Exercise instructions:
(A) Which languages does the discussion comment name as ones where iambic pentameter is a significant meter?
(B) In the discussion comment, rewrite the part between "Yes, the current" and "as they should.", inclusive, replacing "worry" with "concern".

Yes, the current scope is English verse. Personally, this doesn't worry me too much. It is natural that linguistic topics in an English-language encyclopedia will cover English aspects of those topics first and most fully. Compare for example Iambic pentameter which doesn't even mention that this is a significant meter in German, Russian, and Scandinavian languages (and perhaps more... what do I know?); and that the boundaries of metricality vary from one language's iambic pentameter to the next. But I trust that over time, these articles will get more global, as they should.
On Greek & Latin: Yes, personally I'd put this in a History section, which might also include a discussion of actual caesura which will help explain why most English verse has no caesura (a hobbyhorse of mine); New Princeton also has a brief note on Sanskrit -- the earliest known scansion -- which would be fun and proper to include.

(Point-based annotation rows)

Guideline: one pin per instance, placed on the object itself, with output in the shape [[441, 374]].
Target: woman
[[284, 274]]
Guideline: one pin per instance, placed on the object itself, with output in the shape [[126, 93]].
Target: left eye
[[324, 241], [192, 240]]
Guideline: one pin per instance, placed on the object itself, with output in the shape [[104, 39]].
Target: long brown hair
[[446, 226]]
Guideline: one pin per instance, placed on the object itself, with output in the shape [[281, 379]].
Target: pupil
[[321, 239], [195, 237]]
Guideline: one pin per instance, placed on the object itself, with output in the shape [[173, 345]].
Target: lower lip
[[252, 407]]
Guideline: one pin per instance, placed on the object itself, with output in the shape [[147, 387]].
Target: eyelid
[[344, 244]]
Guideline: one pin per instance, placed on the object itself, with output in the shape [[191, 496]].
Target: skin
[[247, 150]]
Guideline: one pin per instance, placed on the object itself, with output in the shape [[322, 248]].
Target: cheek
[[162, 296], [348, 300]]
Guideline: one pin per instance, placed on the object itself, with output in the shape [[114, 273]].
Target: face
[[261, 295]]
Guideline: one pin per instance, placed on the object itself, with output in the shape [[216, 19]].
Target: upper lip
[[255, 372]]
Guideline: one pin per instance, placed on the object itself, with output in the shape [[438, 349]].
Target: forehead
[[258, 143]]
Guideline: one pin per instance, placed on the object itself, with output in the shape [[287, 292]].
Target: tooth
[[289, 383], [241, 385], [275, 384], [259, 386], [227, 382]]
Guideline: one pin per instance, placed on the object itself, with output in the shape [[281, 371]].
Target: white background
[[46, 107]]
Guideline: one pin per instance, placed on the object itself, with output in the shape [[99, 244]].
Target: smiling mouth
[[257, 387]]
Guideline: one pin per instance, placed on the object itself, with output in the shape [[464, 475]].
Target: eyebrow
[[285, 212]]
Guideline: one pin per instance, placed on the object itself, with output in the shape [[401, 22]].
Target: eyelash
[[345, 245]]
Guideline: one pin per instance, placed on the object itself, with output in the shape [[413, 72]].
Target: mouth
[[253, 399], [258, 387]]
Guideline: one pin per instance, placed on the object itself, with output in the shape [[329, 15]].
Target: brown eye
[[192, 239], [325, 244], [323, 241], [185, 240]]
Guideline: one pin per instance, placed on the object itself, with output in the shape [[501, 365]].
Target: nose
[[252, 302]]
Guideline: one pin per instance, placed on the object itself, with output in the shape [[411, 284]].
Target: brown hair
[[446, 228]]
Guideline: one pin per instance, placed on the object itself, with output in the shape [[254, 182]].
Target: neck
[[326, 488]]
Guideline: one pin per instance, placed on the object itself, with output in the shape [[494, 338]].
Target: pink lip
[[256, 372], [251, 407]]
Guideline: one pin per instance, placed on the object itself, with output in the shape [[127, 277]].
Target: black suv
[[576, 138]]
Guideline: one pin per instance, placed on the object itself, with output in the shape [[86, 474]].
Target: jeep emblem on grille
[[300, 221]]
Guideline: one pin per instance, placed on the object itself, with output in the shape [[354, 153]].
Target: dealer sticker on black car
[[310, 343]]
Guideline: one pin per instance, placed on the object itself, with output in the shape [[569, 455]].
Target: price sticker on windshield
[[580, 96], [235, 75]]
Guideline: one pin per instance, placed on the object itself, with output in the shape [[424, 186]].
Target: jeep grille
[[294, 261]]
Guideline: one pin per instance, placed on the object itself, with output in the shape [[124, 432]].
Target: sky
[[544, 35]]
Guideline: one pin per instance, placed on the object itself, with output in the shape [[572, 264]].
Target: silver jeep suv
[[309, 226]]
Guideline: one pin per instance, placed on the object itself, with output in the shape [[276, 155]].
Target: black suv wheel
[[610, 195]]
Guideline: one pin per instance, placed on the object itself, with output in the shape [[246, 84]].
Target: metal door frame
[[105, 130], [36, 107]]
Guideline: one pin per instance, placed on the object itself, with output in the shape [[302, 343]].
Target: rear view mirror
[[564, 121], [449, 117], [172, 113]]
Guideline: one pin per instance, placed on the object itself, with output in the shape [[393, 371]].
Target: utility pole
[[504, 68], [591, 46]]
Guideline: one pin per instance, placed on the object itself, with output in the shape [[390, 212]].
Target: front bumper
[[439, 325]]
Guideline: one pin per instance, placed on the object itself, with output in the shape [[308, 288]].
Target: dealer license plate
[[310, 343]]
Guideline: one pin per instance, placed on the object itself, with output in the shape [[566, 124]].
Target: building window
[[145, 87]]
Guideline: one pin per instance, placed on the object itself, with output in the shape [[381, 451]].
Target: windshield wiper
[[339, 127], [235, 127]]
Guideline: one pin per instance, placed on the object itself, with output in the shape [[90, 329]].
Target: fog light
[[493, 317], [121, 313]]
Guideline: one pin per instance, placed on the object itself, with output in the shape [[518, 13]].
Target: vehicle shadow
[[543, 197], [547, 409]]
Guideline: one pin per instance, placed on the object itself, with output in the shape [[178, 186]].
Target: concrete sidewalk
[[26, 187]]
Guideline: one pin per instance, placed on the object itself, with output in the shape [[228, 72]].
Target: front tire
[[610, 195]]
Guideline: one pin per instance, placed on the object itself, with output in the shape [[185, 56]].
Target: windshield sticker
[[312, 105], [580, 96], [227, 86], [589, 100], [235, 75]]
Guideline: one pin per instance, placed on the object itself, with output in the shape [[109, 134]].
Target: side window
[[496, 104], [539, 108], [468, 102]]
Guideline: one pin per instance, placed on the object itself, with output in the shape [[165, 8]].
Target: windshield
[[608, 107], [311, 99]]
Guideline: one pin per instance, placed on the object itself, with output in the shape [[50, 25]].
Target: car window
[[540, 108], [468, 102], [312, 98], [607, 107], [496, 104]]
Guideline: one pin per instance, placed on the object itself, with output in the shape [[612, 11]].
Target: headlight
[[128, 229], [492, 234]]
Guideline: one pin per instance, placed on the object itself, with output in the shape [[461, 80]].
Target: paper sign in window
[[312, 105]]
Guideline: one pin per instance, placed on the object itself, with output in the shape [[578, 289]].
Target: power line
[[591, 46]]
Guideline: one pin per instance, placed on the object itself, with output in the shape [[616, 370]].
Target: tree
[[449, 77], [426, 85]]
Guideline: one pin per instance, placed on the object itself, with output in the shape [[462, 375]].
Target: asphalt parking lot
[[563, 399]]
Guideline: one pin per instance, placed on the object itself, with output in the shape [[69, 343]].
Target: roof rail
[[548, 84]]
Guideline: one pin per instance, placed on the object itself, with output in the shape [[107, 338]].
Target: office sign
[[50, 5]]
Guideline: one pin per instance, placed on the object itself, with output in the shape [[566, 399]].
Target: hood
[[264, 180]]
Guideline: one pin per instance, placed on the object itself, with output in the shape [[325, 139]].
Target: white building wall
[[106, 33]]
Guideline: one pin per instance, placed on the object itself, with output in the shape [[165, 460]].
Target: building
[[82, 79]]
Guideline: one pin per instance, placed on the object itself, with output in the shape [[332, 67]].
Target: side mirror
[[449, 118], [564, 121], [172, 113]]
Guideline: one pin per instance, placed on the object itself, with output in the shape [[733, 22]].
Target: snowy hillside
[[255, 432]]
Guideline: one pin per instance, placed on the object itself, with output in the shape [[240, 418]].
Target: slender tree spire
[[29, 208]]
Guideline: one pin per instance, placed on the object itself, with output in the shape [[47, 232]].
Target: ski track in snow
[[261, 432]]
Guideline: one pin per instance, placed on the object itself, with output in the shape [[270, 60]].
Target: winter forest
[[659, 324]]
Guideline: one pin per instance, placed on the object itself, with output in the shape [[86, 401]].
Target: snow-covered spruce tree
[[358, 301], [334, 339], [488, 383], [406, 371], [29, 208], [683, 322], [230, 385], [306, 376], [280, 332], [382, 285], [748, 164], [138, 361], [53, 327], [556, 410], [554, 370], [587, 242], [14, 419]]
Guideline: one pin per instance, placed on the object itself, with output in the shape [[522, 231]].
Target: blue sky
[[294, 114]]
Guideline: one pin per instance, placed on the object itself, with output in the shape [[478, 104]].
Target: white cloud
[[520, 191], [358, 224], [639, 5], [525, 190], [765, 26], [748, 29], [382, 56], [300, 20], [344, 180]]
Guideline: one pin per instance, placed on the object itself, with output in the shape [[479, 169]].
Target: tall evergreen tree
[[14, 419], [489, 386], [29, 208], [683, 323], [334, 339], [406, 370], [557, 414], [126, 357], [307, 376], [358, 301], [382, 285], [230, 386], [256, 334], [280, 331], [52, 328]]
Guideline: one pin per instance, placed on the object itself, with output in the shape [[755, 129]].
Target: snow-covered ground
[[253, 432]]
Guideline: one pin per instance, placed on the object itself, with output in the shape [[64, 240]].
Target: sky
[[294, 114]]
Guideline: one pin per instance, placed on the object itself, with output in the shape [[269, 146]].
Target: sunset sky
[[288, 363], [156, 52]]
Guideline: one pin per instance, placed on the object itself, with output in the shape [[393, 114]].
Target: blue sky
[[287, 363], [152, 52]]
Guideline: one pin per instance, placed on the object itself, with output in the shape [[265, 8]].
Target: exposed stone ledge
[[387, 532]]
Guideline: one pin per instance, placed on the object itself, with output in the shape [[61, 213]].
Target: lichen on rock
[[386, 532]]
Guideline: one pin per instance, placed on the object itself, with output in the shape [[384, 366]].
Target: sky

Responses in order:
(A) German, Russian, Scandinavian languages

(B)
Yes, the current scope is English verse. Personally, this doesn't concern me too much. It is natural that linguistic topics in an English-language encyclopedia will cover English aspects of those topics first and most fully. Compare for example Iambic pentameter which doesn't even mention that this is a significant meter in German, Russian, and Scandinavian languages (and perhaps more... what do I know?); and that the boundaries of metricality vary from one language's iambic pentameter to the next. But I trust that over time, these articles will get more global, as they should.